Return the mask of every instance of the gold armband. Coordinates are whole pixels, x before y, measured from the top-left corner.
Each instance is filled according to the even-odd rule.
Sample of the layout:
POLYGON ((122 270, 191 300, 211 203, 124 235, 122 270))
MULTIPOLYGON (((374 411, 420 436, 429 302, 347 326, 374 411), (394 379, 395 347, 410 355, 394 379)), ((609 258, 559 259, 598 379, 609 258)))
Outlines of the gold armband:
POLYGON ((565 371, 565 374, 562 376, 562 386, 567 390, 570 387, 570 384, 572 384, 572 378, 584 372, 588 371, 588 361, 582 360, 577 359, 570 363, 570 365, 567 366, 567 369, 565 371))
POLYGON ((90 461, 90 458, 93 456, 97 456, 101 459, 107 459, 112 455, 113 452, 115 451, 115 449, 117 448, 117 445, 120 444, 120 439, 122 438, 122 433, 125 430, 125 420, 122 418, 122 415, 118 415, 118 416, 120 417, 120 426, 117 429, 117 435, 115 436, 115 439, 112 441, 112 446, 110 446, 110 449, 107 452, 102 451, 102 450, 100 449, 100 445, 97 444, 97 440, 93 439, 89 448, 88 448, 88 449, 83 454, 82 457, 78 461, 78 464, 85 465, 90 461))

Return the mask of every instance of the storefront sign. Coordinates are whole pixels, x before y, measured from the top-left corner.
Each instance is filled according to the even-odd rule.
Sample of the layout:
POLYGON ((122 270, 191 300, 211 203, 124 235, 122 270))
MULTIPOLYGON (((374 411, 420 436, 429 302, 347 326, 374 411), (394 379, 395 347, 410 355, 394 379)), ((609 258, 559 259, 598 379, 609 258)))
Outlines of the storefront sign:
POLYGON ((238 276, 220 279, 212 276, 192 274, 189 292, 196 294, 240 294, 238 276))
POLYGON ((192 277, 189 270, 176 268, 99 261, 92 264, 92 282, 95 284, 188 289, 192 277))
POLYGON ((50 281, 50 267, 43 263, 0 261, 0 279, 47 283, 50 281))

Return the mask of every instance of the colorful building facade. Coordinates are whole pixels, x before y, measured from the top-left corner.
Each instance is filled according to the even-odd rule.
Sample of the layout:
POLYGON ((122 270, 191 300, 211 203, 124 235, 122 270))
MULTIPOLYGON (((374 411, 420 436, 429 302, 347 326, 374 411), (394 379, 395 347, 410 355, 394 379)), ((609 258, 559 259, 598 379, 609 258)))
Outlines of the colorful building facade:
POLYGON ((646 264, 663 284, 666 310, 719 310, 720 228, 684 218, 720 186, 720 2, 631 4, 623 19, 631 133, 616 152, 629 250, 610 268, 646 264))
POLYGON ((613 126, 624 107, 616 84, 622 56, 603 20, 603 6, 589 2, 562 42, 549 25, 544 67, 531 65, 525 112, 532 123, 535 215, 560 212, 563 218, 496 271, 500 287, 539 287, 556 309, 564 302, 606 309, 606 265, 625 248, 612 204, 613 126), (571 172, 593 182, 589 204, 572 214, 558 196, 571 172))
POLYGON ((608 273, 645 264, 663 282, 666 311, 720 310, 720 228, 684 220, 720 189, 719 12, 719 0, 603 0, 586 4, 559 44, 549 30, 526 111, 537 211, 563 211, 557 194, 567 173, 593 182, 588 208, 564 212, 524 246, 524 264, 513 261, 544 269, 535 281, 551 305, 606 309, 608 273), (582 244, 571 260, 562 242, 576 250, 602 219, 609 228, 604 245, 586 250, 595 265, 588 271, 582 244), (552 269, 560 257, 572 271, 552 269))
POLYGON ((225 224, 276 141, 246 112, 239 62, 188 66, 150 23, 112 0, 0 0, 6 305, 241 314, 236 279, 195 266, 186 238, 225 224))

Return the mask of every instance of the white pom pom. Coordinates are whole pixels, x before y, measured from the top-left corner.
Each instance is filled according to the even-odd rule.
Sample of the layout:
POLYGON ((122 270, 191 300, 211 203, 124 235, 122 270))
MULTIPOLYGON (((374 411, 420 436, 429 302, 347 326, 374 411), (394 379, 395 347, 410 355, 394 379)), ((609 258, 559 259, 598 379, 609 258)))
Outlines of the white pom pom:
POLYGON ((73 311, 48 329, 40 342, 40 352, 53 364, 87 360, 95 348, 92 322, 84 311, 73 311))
◆ ◆ ◆
Express the material above as a Markdown table with the columns Row and Line, giving each non-blank line its own row, numbered in order. Omit blank lines.

■ **Answer**:
| Row | Line |
|---|---|
| 1 | Return the mask of every instance of the gold armband. Coordinates are whole pixels, x before y, measured from the top-left corner. |
| 2 | Each instance is filled according to the even-odd rule. |
| 3 | Sample of the layout: |
| 4 | POLYGON ((122 270, 191 300, 211 203, 124 235, 122 270)) |
| 5 | MULTIPOLYGON (((374 411, 420 436, 429 302, 347 326, 374 411), (394 379, 395 347, 410 355, 394 379)), ((609 258, 559 259, 598 379, 609 258))) |
| 6 | Outlines of the gold armband: |
| 7 | POLYGON ((565 371, 565 374, 562 376, 562 386, 567 390, 570 387, 570 384, 572 384, 572 378, 584 372, 588 371, 588 361, 582 360, 577 359, 570 363, 570 365, 567 366, 567 369, 565 371)) |
| 8 | POLYGON ((90 461, 90 458, 93 456, 97 456, 101 459, 107 459, 112 455, 113 452, 115 451, 115 449, 117 448, 117 445, 120 444, 120 439, 122 438, 122 433, 125 430, 125 420, 122 418, 122 415, 118 415, 118 416, 120 417, 120 426, 117 429, 117 435, 115 436, 115 439, 112 441, 112 446, 110 446, 110 449, 107 452, 102 451, 102 450, 100 449, 100 445, 97 444, 97 440, 93 439, 89 448, 88 448, 88 449, 83 454, 82 457, 78 461, 78 464, 85 465, 90 461)) |
| 9 | Return the mask of every instance of the storefront sign. Coordinates are whole pixels, x before y, measured from the top-left corner. |
| 10 | Each instance is filled according to the even-odd rule. |
| 11 | Sample of the layout: |
| 12 | POLYGON ((122 270, 191 300, 211 203, 124 235, 122 270)) |
| 13 | MULTIPOLYGON (((374 411, 420 436, 429 302, 347 326, 374 411), (394 379, 395 347, 410 355, 394 379)), ((609 258, 559 259, 598 379, 609 258))) |
| 14 | Outlines of the storefront sign: |
| 15 | POLYGON ((238 276, 220 279, 212 276, 192 274, 189 292, 196 294, 240 294, 238 276)) |
| 16 | POLYGON ((192 277, 189 270, 176 268, 99 261, 92 264, 92 282, 95 284, 188 289, 192 277)) |
| 17 | POLYGON ((50 281, 50 267, 43 263, 0 261, 0 279, 47 283, 50 281)) |
| 18 | Return the mask of every instance of the colorful building facade. Coordinates are whole pixels, x before y, measured from the top-left corner. |
| 19 | Each instance is filled according to the even-odd rule. |
| 20 | Sample of the layout: |
| 21 | POLYGON ((122 270, 191 300, 211 203, 124 235, 122 270)) |
| 22 | MULTIPOLYGON (((374 411, 420 436, 429 302, 347 326, 374 411), (394 379, 395 347, 410 355, 394 379)), ((609 258, 559 259, 598 379, 609 258))) |
| 23 | Outlines of the colorful building facade: |
| 24 | POLYGON ((646 264, 663 284, 666 310, 719 310, 720 228, 684 218, 720 186, 720 2, 631 4, 623 19, 631 133, 616 152, 629 250, 610 268, 646 264)) |
| 25 | POLYGON ((613 126, 624 107, 616 84, 622 56, 603 20, 603 6, 589 2, 562 42, 549 25, 544 67, 531 65, 525 112, 532 123, 535 215, 560 212, 563 218, 496 271, 500 287, 539 287, 556 309, 564 302, 606 309, 606 265, 625 248, 612 204, 613 126), (571 172, 593 182, 589 204, 572 214, 558 196, 571 172)) |
| 26 | POLYGON ((608 273, 645 264, 663 282, 666 311, 720 310, 720 228, 684 220, 720 189, 719 12, 719 0, 603 0, 586 4, 559 44, 549 30, 526 111, 537 211, 563 211, 557 194, 567 173, 593 182, 588 208, 564 212, 524 246, 524 264, 513 261, 544 269, 535 281, 551 305, 606 309, 608 273), (582 244, 571 260, 562 242, 576 250, 602 219, 609 228, 604 245, 586 250, 595 265, 588 271, 582 244), (552 269, 560 257, 572 271, 552 269)) |
| 27 | POLYGON ((225 224, 276 141, 246 112, 239 62, 188 66, 150 23, 112 0, 0 0, 6 305, 241 314, 236 279, 195 266, 186 238, 225 224)) |
| 28 | Return the mask of every instance of the white pom pom. Coordinates are whole pixels, x before y, measured from the top-left corner. |
| 29 | Each instance is filled according to the even-odd rule. |
| 30 | Sample of the layout: |
| 31 | POLYGON ((122 270, 191 300, 211 203, 124 235, 122 270)) |
| 32 | MULTIPOLYGON (((374 411, 420 436, 429 302, 347 326, 374 411), (394 379, 395 347, 410 355, 394 379)), ((609 258, 559 259, 598 379, 609 258))) |
| 33 | Outlines of the white pom pom: |
| 34 | POLYGON ((73 311, 48 329, 40 342, 40 352, 53 364, 87 360, 95 348, 92 322, 84 311, 73 311)) |